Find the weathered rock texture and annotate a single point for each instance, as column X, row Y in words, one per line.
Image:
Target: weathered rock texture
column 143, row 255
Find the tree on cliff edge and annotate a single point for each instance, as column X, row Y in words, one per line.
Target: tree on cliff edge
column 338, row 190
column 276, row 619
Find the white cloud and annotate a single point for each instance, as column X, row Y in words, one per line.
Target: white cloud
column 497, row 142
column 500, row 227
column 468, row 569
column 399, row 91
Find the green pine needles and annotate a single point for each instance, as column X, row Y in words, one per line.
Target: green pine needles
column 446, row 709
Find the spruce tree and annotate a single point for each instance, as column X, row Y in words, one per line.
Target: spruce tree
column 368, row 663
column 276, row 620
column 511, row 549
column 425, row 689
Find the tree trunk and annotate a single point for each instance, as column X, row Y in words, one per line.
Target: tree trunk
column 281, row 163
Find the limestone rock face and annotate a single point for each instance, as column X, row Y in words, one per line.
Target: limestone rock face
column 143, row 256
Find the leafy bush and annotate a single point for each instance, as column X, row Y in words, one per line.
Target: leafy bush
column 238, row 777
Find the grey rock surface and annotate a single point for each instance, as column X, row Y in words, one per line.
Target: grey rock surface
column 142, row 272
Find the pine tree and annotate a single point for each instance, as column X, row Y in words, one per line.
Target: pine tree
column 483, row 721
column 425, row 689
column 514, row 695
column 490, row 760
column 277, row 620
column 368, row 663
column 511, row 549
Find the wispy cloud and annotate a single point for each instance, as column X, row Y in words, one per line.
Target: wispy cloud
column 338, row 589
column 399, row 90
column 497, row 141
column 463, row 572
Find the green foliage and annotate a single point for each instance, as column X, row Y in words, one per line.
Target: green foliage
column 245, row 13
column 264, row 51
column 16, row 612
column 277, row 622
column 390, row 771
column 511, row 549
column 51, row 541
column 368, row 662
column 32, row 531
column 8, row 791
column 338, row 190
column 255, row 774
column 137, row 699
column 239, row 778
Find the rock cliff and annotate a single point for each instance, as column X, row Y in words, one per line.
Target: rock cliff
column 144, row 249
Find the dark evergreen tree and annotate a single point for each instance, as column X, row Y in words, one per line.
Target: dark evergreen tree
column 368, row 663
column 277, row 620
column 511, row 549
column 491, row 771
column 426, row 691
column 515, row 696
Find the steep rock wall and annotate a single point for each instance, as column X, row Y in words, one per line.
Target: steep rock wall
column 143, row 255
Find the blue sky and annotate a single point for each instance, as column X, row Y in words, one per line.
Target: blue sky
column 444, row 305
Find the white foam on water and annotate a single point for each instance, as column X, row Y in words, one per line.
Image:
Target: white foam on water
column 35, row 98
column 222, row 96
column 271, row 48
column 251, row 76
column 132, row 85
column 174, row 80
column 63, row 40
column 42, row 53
######
§ Short task: Repeat the data above, word for word.

§ Final result:
Find the weathered rock texture and annotate a single point for each instance, as column X, row Y in words, one per line.
Image:
Target: weathered rock texture
column 143, row 255
Find the tree on cliff edge and annotate a single point for each instance, as column X, row Y in words, one per line.
Target: tree on cliff edge
column 338, row 190
column 276, row 619
Find the white cloud and annotate a single point for each instance, as column X, row Y in words, one per line.
Target: white cloud
column 497, row 142
column 500, row 227
column 468, row 569
column 399, row 91
Find the green pine needles and annotate a single point for each instance, as column X, row Y in words, one per line.
Target: green pine needles
column 446, row 709
Find the spruce tree and annotate a single point for each instance, as column X, row Y in words, one per line.
Target: spruce tree
column 368, row 663
column 276, row 620
column 511, row 549
column 425, row 689
Find the tree trunk and annotate a single point for each instance, as column X, row Y in words, one per line.
Target: tree trunk
column 281, row 163
Find the limestone rock face and annotate a single point for each instance, as column X, row Y in words, one per line.
Target: limestone rock face
column 143, row 256
Find the leafy bush and annotate a single point for each instance, as column X, row Y in words, one per line.
Target: leafy bush
column 238, row 777
Find the grey rock surface and annotate a single point for each instance, as column X, row Y in words, one per line.
Target: grey rock surface
column 142, row 272
Find the pine tree and annotate a single point for each instance, as column X, row Y in words, one per line.
Target: pine tree
column 483, row 721
column 425, row 689
column 514, row 695
column 490, row 760
column 277, row 620
column 368, row 663
column 511, row 549
Find the wispy cloud and annotate a single point for each instance, as column X, row Y in words, one per line.
Target: wispy cloud
column 338, row 589
column 399, row 90
column 497, row 141
column 463, row 572
Find the green foliage and annotate a single point for each instance, as column X, row Y in words, one per line.
Target: green foliage
column 245, row 13
column 264, row 51
column 16, row 612
column 277, row 622
column 390, row 771
column 511, row 549
column 51, row 541
column 368, row 662
column 32, row 531
column 8, row 791
column 338, row 190
column 255, row 774
column 137, row 699
column 239, row 778
Find the rock cliff and annotate a single point for each instance, as column X, row Y in words, one per line.
Target: rock cliff
column 144, row 249
Find the dark evergreen tree and annotate a single point for each instance, as column X, row Y in words, one per line.
Target: dark evergreen tree
column 368, row 663
column 277, row 620
column 511, row 549
column 491, row 771
column 426, row 691
column 515, row 696
Find the steep rock wall and annotate a single point for each instance, as column X, row Y in words, one per line.
Target: steep rock wall
column 143, row 255
Find the blue sky and annotate a single point for each instance, as column X, row Y in words, one per line.
Target: blue sky
column 444, row 305
Find the white foam on water and annotate a single point for each instance, as column X, row Y in words, one per line.
Image:
Target: white foam on water
column 35, row 98
column 222, row 96
column 271, row 48
column 251, row 76
column 132, row 85
column 174, row 80
column 63, row 40
column 42, row 53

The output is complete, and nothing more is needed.